* **Istruzioni**:
1: Puoi riprodurre fedelmente il brano su Venezia tra "È l’inizio di" e "suo padre, Caorle.", estremi inclusi?
2: Sapresti riassumere in due frasi il brano su Venezia?

* **Brano estratto**:
• • •

Venezia, una città talmente famosa che appare ovunque – su cartoline, guide turistiche, film e servizi fotografici di moda, pubblicizzando l’Italia nel mondo. All’estero, sarebbe difficile trovare qualcuno che non abbia almeno sentito il suo nome, e fotografi da tutto il mondo accorrono nella capitale del Veneto per cercare di catturare la sua magia effimera. Ma quando sei di Venezia o hai radici in città, vedi i suoi canali e le sue strade strette in una luce diversa. Come fai allora a catturarla su pellicola, trasmettendo il lato reale e vivo di Venezia e la varietà di culture che compongono davvero il posto?
È l’inizio di settembre e l’estate sta gradualmente volgendo al termine. A Londra, l’apparentemente interminabile periodo di sole si è finalmente spezzato cedendo a quel classico grigio britannico con un accenno di pioggerellina. Eppure a Milano pare sia ancora soleggiato e l’estate resiste – almeno per qualche altra settimana. ‘In realtà fa un po’ troppo caldo,’ sospira il fotografo Riccardo Dubitante mentre inizia a raccontarmi con entusiasmo del suo viaggio estivo a Venezia. È diventata un’escursione abbastanza regolare, che fa almeno una volta all’anno quando torna nel Veneto – a Venezia e nella città natale di suo padre, Caorle.


Anche se le estati da bambino e adolescente le passava di solito nella piccola città di mare, a circa un’ora da Venezia, ogni volta che la sua famiglia faceva gite giornaliere in città, era per vedere ‘le cose più turistiche’. Solo quando è diventato adulto ha davvero esplorato più a fondo un altro lato delle isole veneziane. Attraverso l’obiettivo di una macchina fotografica, il giovane fotografo ha iniziato a esaminare le sue radici e a guardare più da vicino questa regione che ha cresciuto suo padre, aiutando Riccardo a riconnettersi con il suo passato. Dopo un’adolescenza un po’ turbolenta – durante la quale ammette di aver avuto un “rapporto molto conflittuale” con i suoi genitori – la fotografia sembra essere diventata un terreno comune.

• • •

Record tratti da un dataset
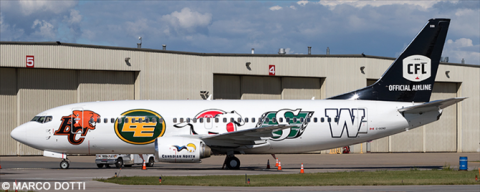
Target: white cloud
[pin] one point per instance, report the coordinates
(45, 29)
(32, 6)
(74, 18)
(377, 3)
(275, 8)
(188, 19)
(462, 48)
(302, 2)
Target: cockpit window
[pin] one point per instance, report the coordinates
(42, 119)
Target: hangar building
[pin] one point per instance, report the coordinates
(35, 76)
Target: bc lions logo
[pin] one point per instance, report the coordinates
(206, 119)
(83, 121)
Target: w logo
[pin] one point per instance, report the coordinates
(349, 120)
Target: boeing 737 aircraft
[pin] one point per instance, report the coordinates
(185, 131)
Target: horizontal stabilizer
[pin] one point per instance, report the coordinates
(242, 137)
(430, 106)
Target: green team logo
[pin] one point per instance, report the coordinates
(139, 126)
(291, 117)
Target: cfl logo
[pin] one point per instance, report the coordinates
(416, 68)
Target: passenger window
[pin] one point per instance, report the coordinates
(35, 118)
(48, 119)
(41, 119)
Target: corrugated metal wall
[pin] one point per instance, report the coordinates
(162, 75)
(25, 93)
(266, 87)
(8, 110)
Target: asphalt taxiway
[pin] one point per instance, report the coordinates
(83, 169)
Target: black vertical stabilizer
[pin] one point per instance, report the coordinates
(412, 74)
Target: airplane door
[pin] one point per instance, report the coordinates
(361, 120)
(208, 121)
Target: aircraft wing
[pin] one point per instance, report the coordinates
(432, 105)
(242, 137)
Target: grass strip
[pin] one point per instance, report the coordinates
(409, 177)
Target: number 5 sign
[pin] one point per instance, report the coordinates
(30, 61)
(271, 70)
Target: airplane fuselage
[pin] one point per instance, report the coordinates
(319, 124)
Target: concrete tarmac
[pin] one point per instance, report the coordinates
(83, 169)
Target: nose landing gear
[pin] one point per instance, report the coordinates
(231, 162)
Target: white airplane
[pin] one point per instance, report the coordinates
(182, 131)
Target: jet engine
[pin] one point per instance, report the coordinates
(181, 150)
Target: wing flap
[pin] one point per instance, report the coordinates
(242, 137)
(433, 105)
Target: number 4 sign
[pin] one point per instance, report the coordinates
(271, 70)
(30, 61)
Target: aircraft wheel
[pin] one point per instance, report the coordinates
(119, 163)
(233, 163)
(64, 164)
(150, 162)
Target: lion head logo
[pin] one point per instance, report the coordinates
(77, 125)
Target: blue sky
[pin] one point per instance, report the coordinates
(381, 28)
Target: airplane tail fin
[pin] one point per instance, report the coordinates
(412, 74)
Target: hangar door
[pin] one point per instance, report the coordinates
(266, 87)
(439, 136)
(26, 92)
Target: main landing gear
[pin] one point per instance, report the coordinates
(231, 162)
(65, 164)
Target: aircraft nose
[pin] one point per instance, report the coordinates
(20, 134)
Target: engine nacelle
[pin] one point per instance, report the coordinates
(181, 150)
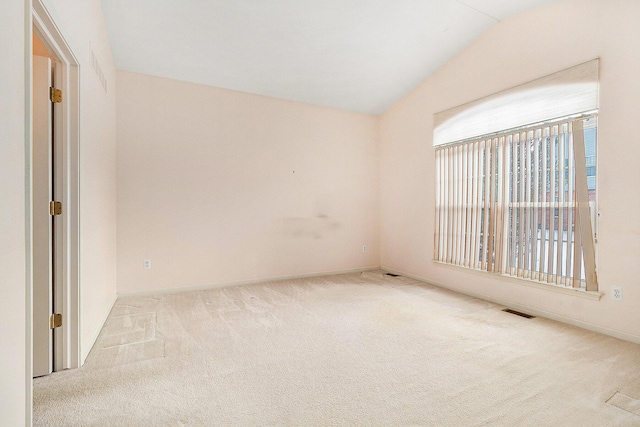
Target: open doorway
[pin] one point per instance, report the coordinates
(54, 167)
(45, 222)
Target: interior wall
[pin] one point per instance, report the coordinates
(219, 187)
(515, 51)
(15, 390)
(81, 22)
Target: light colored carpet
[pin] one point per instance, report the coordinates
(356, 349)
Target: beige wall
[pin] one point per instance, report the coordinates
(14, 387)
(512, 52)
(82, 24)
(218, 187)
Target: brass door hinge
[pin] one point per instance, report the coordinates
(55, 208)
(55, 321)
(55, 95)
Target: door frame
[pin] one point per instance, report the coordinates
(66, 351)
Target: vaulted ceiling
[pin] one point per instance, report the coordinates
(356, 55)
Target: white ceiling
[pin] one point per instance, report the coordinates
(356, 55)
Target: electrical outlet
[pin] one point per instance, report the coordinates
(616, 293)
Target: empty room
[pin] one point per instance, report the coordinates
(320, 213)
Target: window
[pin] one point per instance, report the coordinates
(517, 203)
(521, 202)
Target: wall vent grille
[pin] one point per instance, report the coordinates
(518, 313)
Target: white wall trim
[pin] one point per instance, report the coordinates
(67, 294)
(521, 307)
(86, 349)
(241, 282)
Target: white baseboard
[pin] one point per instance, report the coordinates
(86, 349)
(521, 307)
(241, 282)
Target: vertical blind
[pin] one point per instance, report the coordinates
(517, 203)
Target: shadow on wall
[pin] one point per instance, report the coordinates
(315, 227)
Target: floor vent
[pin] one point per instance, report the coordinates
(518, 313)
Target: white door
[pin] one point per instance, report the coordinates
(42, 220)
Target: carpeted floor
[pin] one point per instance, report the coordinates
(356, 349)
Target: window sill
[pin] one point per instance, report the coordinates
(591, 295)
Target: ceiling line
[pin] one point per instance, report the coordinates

• • •

* **Risposte**:
1:
È l’inizio di settembre e l’estate sta gradualmente volgendo al termine. A Londra, l’apparentemente interminabile periodo di sole si è finalmente spezzato cedendo a quel classico grigio britannico con un accenno di pioggerellina. Eppure a Milano pare sia ancora soleggiato e l’estate resiste – almeno per qualche altra settimana. ‘In realtà fa un po’ troppo caldo,’ sospira il fotografo Riccardo Dubitante mentre inizia a raccontarmi con entusiasmo del suo viaggio estivo a Venezia. È diventata un’escursione abbastanza regolare, che fa almeno una volta all’anno quando torna nel Veneto – a Venezia e nella città natale di suo padre, Caorle.

2: Venezia è una città famosissima che attira fotografi da tutto il mondo, ma chi è di Venezia o vi ha radici vede i suoi canali e le sue strade in una luce diversa. Il fotografo Riccardo Dubitante, che torna a Venezia almeno una volta all'anno, ne ha esplorato un altro lato solo da adulto, e attraverso la macchina fotografica ha iniziato a esaminare le sue radici e a riconnettersi con il suo passato.